--- Instruction ---
Write out the material below again, substituting "contour" for every "outline" and leaving everything else as it is.

++++++

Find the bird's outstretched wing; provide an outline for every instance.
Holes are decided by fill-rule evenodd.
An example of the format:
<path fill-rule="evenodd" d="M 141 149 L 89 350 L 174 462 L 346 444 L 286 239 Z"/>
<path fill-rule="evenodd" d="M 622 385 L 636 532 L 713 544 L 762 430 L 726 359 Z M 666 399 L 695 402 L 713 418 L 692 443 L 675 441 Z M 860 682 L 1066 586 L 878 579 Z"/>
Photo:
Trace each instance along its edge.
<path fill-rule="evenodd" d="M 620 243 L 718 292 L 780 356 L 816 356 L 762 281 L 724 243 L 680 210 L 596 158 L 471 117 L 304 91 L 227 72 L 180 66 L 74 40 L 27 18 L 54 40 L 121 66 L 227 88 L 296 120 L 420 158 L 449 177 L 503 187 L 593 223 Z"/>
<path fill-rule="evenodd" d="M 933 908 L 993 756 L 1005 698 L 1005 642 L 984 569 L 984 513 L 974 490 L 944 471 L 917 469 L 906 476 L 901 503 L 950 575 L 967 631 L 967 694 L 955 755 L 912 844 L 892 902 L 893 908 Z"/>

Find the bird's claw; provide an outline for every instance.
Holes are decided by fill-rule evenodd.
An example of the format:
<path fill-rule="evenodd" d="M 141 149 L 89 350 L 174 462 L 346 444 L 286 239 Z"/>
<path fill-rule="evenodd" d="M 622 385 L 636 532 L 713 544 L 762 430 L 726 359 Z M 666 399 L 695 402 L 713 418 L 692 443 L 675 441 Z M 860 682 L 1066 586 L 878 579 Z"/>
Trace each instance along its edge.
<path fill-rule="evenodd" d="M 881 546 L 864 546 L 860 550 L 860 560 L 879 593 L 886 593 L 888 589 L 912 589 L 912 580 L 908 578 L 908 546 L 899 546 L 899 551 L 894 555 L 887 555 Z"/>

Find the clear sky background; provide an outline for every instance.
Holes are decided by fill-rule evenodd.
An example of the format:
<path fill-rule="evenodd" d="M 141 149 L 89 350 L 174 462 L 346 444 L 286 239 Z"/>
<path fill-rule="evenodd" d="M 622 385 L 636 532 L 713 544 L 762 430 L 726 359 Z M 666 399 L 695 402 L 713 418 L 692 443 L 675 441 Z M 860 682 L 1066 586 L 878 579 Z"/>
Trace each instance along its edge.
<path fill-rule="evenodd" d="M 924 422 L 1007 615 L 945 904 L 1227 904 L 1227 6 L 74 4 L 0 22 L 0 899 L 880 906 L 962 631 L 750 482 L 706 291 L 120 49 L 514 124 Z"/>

++++++

--- Written answer ---
Find the bird's outstretched wing; provide an contour for every instance.
Holes are decided by fill-rule evenodd.
An example of the format:
<path fill-rule="evenodd" d="M 141 149 L 89 350 L 174 462 L 346 444 L 286 239 Z"/>
<path fill-rule="evenodd" d="M 622 385 L 636 532 L 713 544 L 762 430 L 726 359 Z M 666 399 L 695 402 L 713 418 L 692 443 L 675 441 Z M 860 682 L 1066 586 L 878 579 Z"/>
Photo:
Trace each instance along its edge.
<path fill-rule="evenodd" d="M 620 243 L 718 292 L 780 356 L 816 356 L 762 281 L 724 243 L 680 210 L 596 158 L 471 117 L 304 91 L 227 72 L 180 66 L 74 40 L 27 18 L 54 40 L 121 66 L 227 88 L 296 120 L 420 158 L 449 177 L 503 187 L 593 223 Z"/>
<path fill-rule="evenodd" d="M 933 908 L 993 756 L 1005 698 L 1005 642 L 984 569 L 984 513 L 974 490 L 944 471 L 917 469 L 906 476 L 901 503 L 950 575 L 967 631 L 967 694 L 955 755 L 912 844 L 892 902 L 893 908 Z"/>

Find the bird's claw; provide an contour for every instance.
Holes are decided by fill-rule evenodd.
An example of the format:
<path fill-rule="evenodd" d="M 141 149 L 89 350 L 174 462 L 346 444 L 286 239 Z"/>
<path fill-rule="evenodd" d="M 622 385 L 636 532 L 713 544 L 762 430 L 726 359 Z M 666 399 L 695 402 L 713 418 L 692 443 L 675 441 Z M 860 682 L 1066 586 L 878 579 Z"/>
Trace each instance along its edge.
<path fill-rule="evenodd" d="M 881 546 L 864 546 L 860 550 L 860 560 L 879 593 L 886 593 L 888 589 L 912 589 L 912 580 L 908 578 L 908 546 L 899 546 L 899 551 L 894 555 L 887 555 Z"/>

Find the clear sky background; provide an contour for every instance.
Holes are decided by fill-rule evenodd.
An example of the format:
<path fill-rule="evenodd" d="M 141 149 L 89 350 L 174 462 L 346 444 L 286 239 Z"/>
<path fill-rule="evenodd" d="M 622 385 L 636 532 L 713 544 L 762 430 L 726 359 Z M 666 399 L 695 402 L 713 418 L 692 443 L 675 441 Z M 860 682 L 1066 586 L 878 579 Z"/>
Trace each instance along its edge.
<path fill-rule="evenodd" d="M 924 422 L 1007 615 L 945 904 L 1227 904 L 1227 6 L 74 4 L 0 22 L 0 899 L 880 906 L 962 631 L 750 482 L 706 291 L 120 49 L 514 124 Z"/>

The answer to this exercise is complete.